SOURCE DOCUMENT:
━━━

Do you consent to using advanced population data, which may include protected information, for better accuracy? (Y/N) n
Please enter the GDP (in USD) per capita for the country you would like to know the average life expectancy for: 38000
Enter adult mortality rate (per 1,000 people aged 15–60). Typical range: (40–800):  55
Enter economy status (1 for developed, 0 for not developed):  1
Enter region (choose from: Middle East, European Union, Asia, South America, Central America and Caribbean, Rest of Europe, Africa, Oceania, North America):  Middle East



Thank you for providing those details.
This model uses health, education, and economic indicators to estimate life expectancy.
It’s designed to highlight disparities and support responsible, data-informed decision-making.

The predicted average life expectancy is: 79.99 ± 2.07 years


## Key Features at a Glance


 |Feature            | Max Model          | Min Model         | Benefit to WHO |
 |---------          |-----------         |-----------        |----------------|
 | Accuracy          | RMSE 1.18          | RMSE 2.07         | Better decision making |
 | Data Points       | 8 inputs           | 4 inputs          | Flexible privacy options |
 | Regional Analysis | Included           | Included          | Localized insights |
 | Ethical Compliance| Advanced consent   | Privacy first     | Regulatory ready |

## Why Choose Our Model?

### Our 'Sensitive Friendly Model':
* Has an RMSE 2.07 which gives a fairly accurate prediction without compromising private information
* Is built for WHO's strict privacy standards
* Can perform predictions for privacy-sensitive regions

### Our 'Max Model':
* Has an RMSE of 1.18, which is a 34% reduction from 1.80
* Optimised for policy planning
* Resource allocation
* Impact evaluation

### Both Models
* Support reproducibility
* Audience safety
* Ethical framing, with reusable validation
* Standardised thank-you message

━━━

Collected data entries:
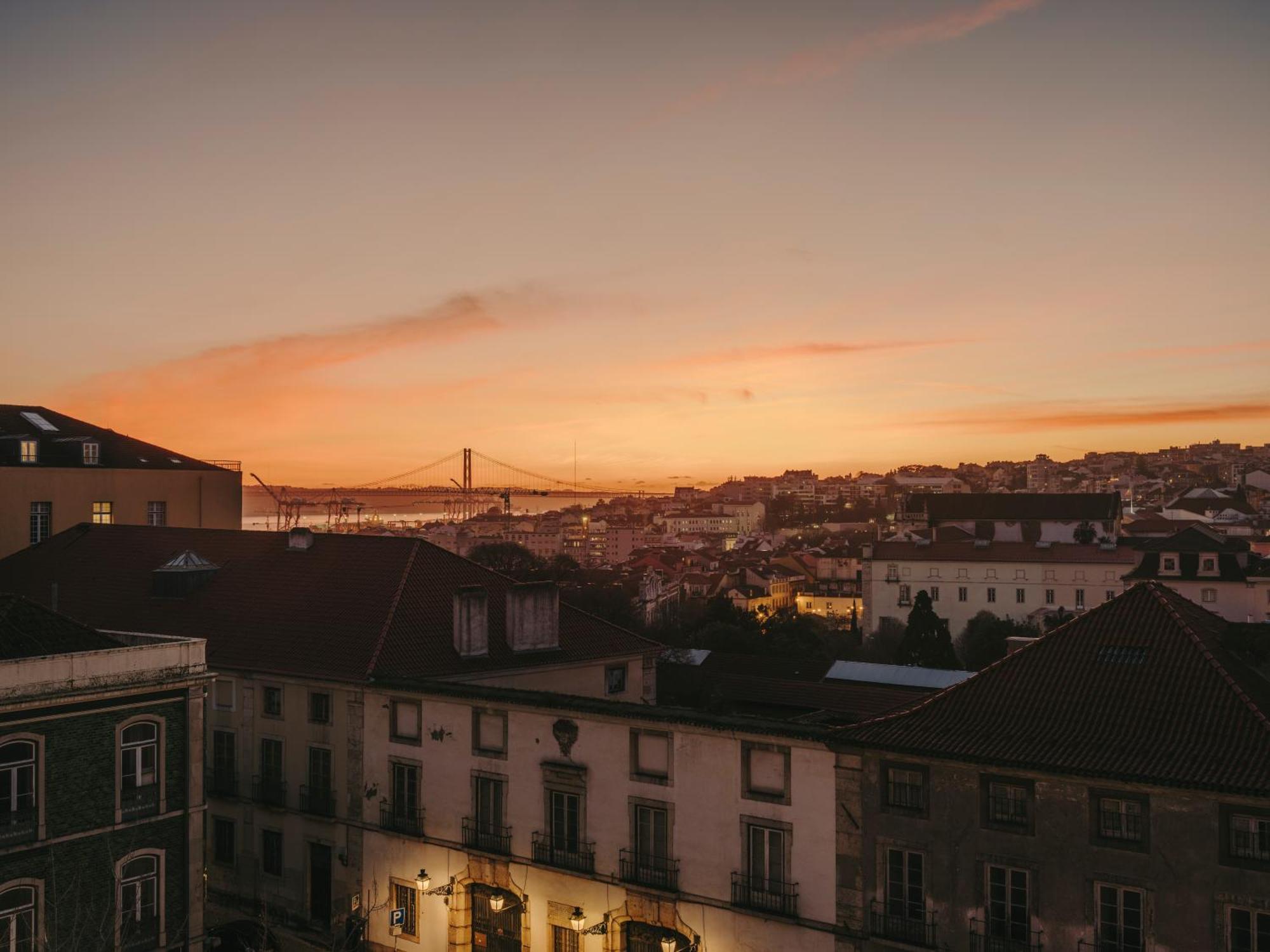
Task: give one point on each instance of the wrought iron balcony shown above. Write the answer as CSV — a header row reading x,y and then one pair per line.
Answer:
x,y
139,802
565,852
222,784
319,802
270,791
486,837
402,819
765,896
893,922
20,826
1003,937
658,873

━━━

PROBLEMS AND TASKS:
A. Duplicate the passage of the life expectancy prediction text from "Do you consent" to "estimate life expectancy.".
B. Set down the whole listing that follows the life expectancy prediction text, line for line, with the pictures left out.

SOLUTION LIST:
A.
Do you consent to using advanced population data, which may include protected information, for better accuracy? (Y/N) n
Please enter the GDP (in USD) per capita for the country you would like to know the average life expectancy for: 38000
Enter adult mortality rate (per 1,000 people aged 15–60). Typical range: (40–800):  55
Enter economy status (1 for developed, 0 for not developed):  1
Enter region (choose from: Middle East, European Union, Asia, South America, Central America and Caribbean, Rest of Europe, Africa, Oceania, North America):  Middle East



Thank you for providing those details.
This model uses health, education, and economic indicators to estimate life expectancy.

B.
Task: give one point on each instance of the wrought iron balcony shown above. Write the answer as CSV — a header row reading x,y and then one pair per line.
Answer:
x,y
139,802
565,852
222,784
319,802
270,791
486,837
402,819
765,896
893,922
20,826
1003,937
658,873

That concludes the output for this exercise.